* [STATED PROBLEM]:
Rewrite the lines that begin with the line containing "Somewhere in the screenshot above is the kitten's ear." and end with the line containing "[222,174,258,252]", changing "kitten's" to "cat's" wherever it occurs and leaving everything else as it is.

* [DATA IN THIS EXERCISE]:
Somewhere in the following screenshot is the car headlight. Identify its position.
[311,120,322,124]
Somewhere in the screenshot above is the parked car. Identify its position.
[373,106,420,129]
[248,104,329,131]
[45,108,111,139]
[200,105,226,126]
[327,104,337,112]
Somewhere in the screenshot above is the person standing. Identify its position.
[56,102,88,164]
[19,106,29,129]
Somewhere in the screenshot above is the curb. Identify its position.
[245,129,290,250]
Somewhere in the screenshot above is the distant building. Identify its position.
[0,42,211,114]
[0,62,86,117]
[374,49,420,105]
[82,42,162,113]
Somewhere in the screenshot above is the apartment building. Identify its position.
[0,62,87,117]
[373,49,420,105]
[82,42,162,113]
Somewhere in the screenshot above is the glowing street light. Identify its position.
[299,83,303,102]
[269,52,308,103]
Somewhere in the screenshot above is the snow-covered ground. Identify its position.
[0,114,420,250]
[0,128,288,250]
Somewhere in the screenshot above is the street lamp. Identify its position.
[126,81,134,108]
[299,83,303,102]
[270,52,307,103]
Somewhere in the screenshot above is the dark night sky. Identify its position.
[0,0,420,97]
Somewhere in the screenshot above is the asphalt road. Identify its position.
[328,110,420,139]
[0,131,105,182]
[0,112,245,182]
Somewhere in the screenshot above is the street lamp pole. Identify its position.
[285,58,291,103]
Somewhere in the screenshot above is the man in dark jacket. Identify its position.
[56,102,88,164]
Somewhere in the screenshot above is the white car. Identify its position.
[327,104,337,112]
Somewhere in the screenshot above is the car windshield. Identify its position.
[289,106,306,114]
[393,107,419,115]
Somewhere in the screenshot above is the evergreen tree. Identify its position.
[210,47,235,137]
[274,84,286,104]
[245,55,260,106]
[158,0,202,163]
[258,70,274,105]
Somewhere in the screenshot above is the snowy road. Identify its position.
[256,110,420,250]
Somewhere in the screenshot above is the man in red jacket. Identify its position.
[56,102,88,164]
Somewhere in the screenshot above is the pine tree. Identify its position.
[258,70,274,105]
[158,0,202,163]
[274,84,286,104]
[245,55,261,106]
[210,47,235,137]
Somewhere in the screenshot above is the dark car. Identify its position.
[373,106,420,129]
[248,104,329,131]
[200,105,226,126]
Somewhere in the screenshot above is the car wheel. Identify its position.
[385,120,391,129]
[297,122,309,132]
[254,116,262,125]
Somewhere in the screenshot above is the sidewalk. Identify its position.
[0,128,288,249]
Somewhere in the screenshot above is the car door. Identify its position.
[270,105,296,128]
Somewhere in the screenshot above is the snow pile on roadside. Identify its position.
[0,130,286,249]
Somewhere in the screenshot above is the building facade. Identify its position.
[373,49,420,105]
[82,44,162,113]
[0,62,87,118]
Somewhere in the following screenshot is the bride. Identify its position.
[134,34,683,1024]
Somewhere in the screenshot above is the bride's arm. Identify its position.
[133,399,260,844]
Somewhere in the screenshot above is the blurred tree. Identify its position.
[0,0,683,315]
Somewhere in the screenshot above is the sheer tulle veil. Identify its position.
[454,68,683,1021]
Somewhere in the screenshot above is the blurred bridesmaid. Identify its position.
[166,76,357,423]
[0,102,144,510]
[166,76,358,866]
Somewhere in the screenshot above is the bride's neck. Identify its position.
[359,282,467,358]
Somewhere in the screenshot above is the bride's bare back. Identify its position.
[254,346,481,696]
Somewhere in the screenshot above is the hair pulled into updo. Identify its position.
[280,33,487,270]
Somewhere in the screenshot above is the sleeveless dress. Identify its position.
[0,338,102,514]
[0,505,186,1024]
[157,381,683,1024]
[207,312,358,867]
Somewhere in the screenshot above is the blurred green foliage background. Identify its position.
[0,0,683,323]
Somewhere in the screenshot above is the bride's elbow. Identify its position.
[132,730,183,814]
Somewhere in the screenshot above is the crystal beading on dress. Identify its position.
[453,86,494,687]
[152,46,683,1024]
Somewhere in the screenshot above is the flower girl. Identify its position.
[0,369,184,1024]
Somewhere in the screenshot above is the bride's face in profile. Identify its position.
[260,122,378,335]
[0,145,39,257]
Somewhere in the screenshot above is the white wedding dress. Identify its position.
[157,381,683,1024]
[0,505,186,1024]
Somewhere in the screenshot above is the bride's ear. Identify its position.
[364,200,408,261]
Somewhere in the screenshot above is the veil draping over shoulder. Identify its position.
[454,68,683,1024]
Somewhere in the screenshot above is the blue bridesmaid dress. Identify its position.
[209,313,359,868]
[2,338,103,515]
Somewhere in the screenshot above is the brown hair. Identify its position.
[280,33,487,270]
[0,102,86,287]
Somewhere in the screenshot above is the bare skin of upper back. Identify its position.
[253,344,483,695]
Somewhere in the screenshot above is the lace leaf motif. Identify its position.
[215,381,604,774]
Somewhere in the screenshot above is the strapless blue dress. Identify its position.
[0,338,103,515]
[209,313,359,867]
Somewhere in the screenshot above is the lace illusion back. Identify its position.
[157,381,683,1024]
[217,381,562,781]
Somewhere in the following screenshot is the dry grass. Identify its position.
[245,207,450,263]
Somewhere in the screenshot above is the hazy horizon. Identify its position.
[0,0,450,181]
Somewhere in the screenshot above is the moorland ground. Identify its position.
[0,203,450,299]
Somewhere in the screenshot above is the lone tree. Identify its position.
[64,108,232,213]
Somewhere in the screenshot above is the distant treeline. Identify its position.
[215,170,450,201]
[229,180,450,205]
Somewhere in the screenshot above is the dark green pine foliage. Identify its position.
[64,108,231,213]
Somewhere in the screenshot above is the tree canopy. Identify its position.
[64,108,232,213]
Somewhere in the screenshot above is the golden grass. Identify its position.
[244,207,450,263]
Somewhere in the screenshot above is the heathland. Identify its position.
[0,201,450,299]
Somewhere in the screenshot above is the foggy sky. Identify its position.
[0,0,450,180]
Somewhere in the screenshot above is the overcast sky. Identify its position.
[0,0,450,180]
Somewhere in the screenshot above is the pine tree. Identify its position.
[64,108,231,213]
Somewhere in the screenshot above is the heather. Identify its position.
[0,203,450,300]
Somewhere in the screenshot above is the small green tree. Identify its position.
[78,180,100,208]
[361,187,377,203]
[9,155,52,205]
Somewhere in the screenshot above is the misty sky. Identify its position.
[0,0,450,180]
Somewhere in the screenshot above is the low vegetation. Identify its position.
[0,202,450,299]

--

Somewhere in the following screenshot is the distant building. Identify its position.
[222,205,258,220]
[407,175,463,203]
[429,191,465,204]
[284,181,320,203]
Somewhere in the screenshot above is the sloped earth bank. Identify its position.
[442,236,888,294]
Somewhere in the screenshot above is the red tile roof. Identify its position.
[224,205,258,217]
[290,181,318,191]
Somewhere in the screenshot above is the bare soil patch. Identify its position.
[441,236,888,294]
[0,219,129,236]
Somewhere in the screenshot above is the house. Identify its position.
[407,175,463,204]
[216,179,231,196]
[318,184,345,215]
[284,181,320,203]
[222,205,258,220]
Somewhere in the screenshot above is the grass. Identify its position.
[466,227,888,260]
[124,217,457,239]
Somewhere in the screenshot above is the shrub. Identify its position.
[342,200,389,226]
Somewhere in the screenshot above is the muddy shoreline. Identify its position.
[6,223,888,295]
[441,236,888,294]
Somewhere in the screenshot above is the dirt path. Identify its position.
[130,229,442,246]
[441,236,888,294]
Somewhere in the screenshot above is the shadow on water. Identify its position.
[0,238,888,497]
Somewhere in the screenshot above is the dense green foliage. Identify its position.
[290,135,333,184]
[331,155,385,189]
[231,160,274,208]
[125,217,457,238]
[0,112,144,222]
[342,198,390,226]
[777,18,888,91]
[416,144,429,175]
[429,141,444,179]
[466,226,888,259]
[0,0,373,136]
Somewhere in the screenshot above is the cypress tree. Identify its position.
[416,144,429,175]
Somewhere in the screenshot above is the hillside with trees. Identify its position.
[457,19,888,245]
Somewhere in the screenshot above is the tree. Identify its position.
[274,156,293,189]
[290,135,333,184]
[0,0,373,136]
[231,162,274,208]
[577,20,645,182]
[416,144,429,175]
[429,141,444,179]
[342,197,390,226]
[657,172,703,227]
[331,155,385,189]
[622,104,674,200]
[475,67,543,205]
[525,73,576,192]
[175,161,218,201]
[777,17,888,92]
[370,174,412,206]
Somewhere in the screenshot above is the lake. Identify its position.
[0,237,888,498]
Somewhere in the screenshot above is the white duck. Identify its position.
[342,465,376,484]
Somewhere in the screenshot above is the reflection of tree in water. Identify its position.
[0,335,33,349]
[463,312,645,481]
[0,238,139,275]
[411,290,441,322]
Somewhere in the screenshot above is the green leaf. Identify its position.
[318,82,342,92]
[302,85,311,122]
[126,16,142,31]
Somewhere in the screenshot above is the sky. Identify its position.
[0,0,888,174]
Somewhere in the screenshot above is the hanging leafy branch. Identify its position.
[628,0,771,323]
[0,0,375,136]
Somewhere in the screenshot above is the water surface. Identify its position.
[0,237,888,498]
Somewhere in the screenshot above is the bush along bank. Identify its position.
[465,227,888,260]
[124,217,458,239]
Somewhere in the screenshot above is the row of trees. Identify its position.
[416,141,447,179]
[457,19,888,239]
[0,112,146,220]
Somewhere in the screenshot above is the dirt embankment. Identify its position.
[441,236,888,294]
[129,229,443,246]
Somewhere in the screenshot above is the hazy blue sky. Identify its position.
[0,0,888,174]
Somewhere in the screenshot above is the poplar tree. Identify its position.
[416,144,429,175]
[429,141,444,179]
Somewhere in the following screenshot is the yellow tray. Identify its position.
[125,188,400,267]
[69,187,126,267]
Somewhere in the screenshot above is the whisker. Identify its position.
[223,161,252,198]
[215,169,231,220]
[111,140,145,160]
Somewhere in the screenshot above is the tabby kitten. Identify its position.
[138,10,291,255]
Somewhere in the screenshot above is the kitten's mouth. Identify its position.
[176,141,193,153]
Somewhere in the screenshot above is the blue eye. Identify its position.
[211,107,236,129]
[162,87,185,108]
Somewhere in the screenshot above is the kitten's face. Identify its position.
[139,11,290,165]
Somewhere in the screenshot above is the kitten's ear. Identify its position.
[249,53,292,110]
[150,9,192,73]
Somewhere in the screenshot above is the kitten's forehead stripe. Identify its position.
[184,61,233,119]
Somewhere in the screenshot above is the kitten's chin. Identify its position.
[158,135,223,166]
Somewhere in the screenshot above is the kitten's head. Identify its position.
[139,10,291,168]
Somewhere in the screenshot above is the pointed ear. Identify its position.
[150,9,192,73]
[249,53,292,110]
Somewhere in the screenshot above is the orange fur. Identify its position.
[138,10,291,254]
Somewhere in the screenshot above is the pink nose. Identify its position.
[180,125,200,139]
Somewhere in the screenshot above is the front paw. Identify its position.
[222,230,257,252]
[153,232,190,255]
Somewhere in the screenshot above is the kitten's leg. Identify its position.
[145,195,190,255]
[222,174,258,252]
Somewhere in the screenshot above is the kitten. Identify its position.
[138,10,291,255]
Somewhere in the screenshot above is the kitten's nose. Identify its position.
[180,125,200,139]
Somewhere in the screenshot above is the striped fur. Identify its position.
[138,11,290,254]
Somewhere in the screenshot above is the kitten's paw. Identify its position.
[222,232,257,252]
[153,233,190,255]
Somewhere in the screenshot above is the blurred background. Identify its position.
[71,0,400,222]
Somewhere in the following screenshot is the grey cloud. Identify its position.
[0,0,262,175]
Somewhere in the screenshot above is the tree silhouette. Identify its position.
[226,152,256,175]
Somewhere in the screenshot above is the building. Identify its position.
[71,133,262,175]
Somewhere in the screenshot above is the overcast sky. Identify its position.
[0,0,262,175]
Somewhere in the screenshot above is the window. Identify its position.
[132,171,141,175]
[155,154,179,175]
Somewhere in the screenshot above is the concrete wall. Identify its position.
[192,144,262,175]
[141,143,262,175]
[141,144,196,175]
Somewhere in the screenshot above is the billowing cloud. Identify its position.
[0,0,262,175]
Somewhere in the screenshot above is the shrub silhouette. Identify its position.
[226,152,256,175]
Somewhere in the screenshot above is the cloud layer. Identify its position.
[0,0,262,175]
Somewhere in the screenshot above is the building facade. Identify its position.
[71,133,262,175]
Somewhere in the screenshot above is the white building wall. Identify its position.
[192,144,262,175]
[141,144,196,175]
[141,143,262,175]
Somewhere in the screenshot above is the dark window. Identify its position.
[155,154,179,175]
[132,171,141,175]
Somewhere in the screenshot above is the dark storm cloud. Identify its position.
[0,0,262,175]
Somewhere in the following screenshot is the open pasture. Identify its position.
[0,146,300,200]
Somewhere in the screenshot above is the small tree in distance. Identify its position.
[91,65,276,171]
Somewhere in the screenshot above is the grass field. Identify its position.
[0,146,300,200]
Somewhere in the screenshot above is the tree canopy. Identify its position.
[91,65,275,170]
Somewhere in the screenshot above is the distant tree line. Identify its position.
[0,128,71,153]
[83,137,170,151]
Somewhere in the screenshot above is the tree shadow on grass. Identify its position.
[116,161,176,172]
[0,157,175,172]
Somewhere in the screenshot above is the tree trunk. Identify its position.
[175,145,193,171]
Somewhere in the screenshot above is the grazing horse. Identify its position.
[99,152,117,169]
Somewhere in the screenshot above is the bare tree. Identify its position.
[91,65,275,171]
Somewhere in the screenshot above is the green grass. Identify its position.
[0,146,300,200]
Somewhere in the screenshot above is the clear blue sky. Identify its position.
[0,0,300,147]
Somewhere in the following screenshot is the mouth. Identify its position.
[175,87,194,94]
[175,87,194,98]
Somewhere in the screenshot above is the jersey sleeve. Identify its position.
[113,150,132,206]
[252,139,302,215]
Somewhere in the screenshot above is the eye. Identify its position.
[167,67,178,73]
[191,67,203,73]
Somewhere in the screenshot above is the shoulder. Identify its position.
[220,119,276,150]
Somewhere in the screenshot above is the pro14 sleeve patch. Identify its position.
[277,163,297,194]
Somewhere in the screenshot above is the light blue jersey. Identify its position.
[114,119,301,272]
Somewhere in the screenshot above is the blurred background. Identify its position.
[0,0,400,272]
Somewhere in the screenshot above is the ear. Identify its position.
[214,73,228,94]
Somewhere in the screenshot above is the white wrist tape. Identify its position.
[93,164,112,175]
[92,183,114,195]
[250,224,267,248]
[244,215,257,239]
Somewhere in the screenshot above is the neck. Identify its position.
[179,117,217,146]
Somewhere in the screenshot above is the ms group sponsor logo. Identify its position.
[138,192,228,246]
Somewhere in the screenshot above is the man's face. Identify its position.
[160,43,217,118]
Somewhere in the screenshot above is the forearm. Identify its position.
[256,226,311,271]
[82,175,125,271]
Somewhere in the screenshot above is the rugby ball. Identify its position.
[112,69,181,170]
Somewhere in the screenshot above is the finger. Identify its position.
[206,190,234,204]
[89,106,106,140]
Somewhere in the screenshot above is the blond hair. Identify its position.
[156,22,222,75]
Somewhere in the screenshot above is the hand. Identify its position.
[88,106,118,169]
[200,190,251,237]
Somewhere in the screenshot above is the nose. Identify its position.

* [RESPONSE BELOW]:
Somewhere in the screenshot above is the cat's ear. Identify its position.
[249,53,292,110]
[150,9,192,73]
Somewhere in the screenshot above is the cat's forehead stripe. Identify its position.
[184,61,233,119]
Somewhere in the screenshot above is the cat's chin. Identify its position.
[158,135,223,166]
Somewhere in the screenshot above is the cat's head. Identify its position.
[139,10,291,168]
Somewhere in the screenshot above is the pointed ear. Identify its position.
[150,9,192,73]
[249,53,292,110]
Somewhere in the screenshot above is the orange fur. Identify its position.
[138,10,291,254]
Somewhere in the screenshot above is the pink nose. Identify its position.
[180,125,200,139]
Somewhere in the screenshot above is the front paw. Identify its position.
[222,230,257,252]
[153,232,190,255]
Somewhere in the screenshot above is the cat's leg. Identify its position.
[145,195,190,255]
[222,174,258,252]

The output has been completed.